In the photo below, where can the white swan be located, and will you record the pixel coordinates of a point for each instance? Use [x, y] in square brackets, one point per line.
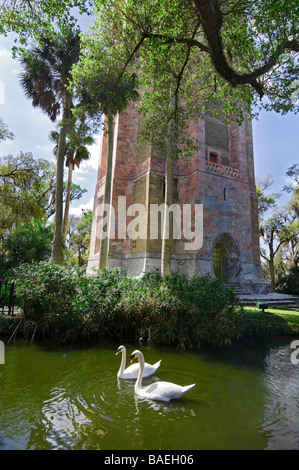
[131, 372]
[163, 391]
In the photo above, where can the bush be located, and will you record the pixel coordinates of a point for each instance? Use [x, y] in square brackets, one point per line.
[177, 310]
[46, 293]
[289, 284]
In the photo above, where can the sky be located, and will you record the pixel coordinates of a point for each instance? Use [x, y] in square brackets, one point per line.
[275, 137]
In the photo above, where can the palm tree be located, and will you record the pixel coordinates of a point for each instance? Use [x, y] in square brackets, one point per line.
[75, 153]
[45, 79]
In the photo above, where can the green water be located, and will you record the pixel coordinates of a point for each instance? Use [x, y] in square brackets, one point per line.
[69, 398]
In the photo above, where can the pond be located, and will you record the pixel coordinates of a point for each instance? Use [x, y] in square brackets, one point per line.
[53, 397]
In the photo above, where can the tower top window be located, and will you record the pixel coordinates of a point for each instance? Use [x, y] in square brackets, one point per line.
[213, 157]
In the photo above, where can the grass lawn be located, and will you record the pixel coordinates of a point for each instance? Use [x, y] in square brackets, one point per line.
[288, 314]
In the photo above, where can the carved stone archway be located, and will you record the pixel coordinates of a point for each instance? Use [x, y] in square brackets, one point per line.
[226, 258]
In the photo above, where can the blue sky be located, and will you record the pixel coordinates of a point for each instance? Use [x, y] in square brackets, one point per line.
[275, 137]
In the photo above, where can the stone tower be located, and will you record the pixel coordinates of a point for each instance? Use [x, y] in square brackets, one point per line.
[219, 179]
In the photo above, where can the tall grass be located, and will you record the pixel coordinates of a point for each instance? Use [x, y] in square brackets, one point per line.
[65, 304]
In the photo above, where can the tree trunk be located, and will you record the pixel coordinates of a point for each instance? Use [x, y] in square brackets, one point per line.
[58, 242]
[67, 200]
[107, 195]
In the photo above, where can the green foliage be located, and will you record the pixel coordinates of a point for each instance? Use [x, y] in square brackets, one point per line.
[45, 292]
[185, 312]
[78, 239]
[26, 189]
[28, 243]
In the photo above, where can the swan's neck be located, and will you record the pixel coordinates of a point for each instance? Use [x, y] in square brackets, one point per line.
[140, 372]
[123, 362]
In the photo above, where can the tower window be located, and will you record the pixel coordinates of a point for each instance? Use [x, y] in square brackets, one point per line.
[213, 157]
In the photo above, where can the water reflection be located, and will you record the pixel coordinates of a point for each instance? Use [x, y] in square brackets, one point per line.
[245, 398]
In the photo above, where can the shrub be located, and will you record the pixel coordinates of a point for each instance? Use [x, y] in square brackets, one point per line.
[177, 310]
[46, 293]
[289, 284]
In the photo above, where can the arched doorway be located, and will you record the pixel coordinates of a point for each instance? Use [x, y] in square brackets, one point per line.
[226, 258]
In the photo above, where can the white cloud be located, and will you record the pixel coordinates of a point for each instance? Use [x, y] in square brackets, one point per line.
[46, 148]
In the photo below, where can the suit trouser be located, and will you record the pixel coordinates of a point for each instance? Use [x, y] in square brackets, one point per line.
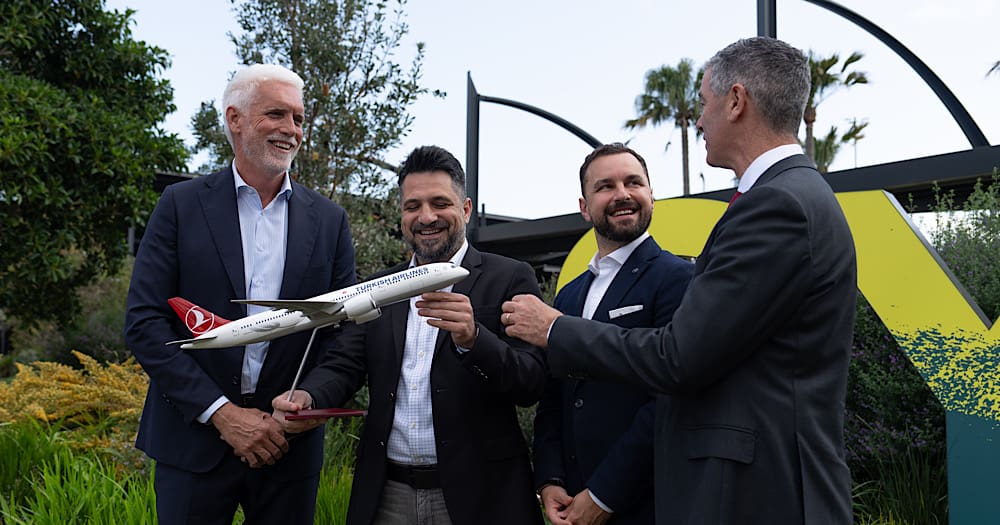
[402, 504]
[211, 497]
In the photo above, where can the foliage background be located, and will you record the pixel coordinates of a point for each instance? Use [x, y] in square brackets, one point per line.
[80, 108]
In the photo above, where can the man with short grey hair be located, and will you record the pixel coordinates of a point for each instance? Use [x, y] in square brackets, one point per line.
[755, 359]
[246, 232]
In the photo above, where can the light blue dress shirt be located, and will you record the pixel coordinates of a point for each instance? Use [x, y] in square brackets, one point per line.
[264, 233]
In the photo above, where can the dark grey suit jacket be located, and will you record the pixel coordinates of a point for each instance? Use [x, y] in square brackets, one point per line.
[755, 360]
[192, 248]
[482, 455]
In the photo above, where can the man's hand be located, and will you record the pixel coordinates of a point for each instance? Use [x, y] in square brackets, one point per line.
[555, 500]
[300, 400]
[527, 318]
[452, 312]
[583, 510]
[255, 436]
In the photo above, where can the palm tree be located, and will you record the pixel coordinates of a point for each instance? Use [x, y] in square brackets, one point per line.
[671, 94]
[826, 148]
[826, 80]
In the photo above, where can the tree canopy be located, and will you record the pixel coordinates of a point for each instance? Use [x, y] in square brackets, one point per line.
[826, 79]
[671, 95]
[81, 104]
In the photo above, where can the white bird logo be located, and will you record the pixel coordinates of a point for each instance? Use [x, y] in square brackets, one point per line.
[195, 318]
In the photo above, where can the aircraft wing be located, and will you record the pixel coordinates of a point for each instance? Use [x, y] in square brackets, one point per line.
[306, 306]
[194, 340]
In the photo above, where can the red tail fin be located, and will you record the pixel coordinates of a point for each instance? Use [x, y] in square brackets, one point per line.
[197, 319]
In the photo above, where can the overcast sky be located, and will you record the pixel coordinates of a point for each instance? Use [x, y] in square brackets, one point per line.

THE TASK
Output the material above exactly as written and drop any images it holds.

RESULT OF THIS TASK
In the photo below, where can the white swan be located, and will you record the pixel coordinates of a point for each instance? Use [x, y] in square brackets, one point per line.
[131, 372]
[163, 391]
In the photo above, where can the bush be located, and will you record the pixel coordinates of a point for each instance? Use [x, y] in square brackets, one point per line.
[177, 310]
[46, 293]
[289, 284]
In the photo above, where can the sky be located, and will you record the pixel coordinates of a point for each instance? Use [x, y] in square brackets, one point per line.
[275, 137]
In the photo above, where can the palm tree be located, and will you record the pixel coordinates of a point for each instance? Use [x, y] in square brackets, one point per line.
[75, 153]
[45, 79]
In the photo above, where can the green water be located, and will you record the pixel coordinates of a point for each instance? Use [x, y] in square brackets, one point per line.
[69, 398]
In the photo above, where can the pond be located, and will you record the pixel coordinates of a point for each instance? Use [x, y] in square brackets, one point per line.
[53, 397]
In the photo above, where can the tower top window be located, and will you record the pixel coordinates of a point for each instance? Use [x, y] in square brackets, one point per line.
[213, 157]
In the photo above, where can the grass lawn be located, and will you record the pixel coordinates of a point for each instance? Use [x, y] in square brackets, one point per line.
[288, 314]
In the photo above, where can the carved stone archway be located, and will you record the pixel coordinates of a point for each instance? Use [x, y] in square brackets, one point per line.
[226, 258]
In the photo above, where can the blue sky be located, and will you record the pixel coordinates of a point for each instance? Use [x, y] in square brackets, one point per line.
[275, 137]
In the photo above, where can the stone tower be located, and will you record the pixel coordinates of a point for each instance? Use [x, y] in square brackets, one point per line.
[219, 179]
In the photo above, where can the tall grass be located, and will you record the pixel coordinates of a point for each instance? Use [x, y] in square brackets, one point per line.
[65, 304]
In the photo above, where can the tree trunk be located, and will you record the pixel coordinates of a point for each instance? Use [x, y] in square brackets, one point per line.
[58, 242]
[67, 200]
[107, 195]
In the photo above, where can the green foliage be located, and will you record the pixel coordinates of a point for each instance? Use [x, y] in square brackets, one point per line.
[45, 292]
[185, 312]
[78, 239]
[26, 189]
[28, 243]
In the photo above, where can the swan's neck be located, and will you record the pixel coordinates of a point for each instance? Use [x, y] in square brackets, one point per line.
[140, 372]
[123, 362]
In the photo above, where can the tower window be located, and will you record the pixel coordinates of a point for each instance? Use [x, y] in square brackets, one point per line.
[213, 157]
In the photo above, where can the water reflection be located, and will you record the pixel coordinates of a point for each instance? Use [x, y] in square brackets, one point per line.
[245, 398]
In the photo above, where can the shrub be located, and will you record the pixel coordinates of a point for each instance? Use [x, y] in square brackets, one point per line.
[177, 310]
[46, 293]
[289, 284]
In the photo above, where can the arched doorway be located, and will you record the pixel coordinates of a point for each instance? Use [x, y] in square brackets, one point per line.
[226, 258]
In the photo above, where can the white cloud be located, and will you record the pixel coordinates of a point for each instance? Use [x, y] in square brackets, one point per line.
[46, 148]
In the photo below, where can the suit trouser be located, and will you record the pixel coordinates of a point for each instance? Use [x, y] in square brackets, one point per line.
[402, 504]
[211, 497]
In the photo above, where can the foliage background be located, and will you record the pixel coordinates of a point for each instance? Use [x, y] in square brackets, one point per line.
[80, 108]
In the photo above, where can the man with short grey hair be located, and will you record the pixel coordinates of a point for each instance? Use [x, y] in square brackets, one point per line.
[755, 359]
[246, 232]
In the photo above, where can the light blue dress shirt be located, and will you record the pixel coordinates of a point for each instance? Use [x, y] in square brackets, one point per line.
[264, 233]
In the photo above, where can the dark grey suit jacket be located, and will you record the pixel coordinates of a point for each instance? Use [x, y] in square brackets, one point per line.
[755, 360]
[192, 248]
[482, 455]
In the photo above, where can the man's hand be located, and will you record the pixel coordinates of a point for each instance? Use [x, y] in square brackets, one point per line.
[555, 500]
[300, 400]
[527, 318]
[452, 312]
[583, 510]
[255, 436]
In the photo above, where can the palm tree be located, and will you record the pixel coordinates of a point for each instance? Use [x, y] in square brackets, one point per line.
[671, 94]
[826, 148]
[826, 80]
In the photo above, where can the tree canopy be located, and will you record the pixel coordinates of a point for each instance? Use [x, y] in square brackets, one point per line.
[826, 79]
[671, 95]
[81, 104]
In the photo above, where can the white bird logo be located, and will you record the pixel coordinates of a point for each instance? Use [x, y] in square brackets, one point per line.
[195, 318]
In the photo above, where can the aircraft wing be located, and will you record the pixel coordinates of a point for each instance? Use [x, y] in square brackets, one point per line.
[306, 306]
[194, 340]
In the photo above, where can the red tail fin be located, and will you record the pixel coordinates of a point for each instance? Use [x, y] in square brackets, one point per line.
[197, 319]
In the photo above, where can the overcast sky be located, and will you record the pixel coordinates of a point for each instance? Use [x, y] in square brackets, one point per line.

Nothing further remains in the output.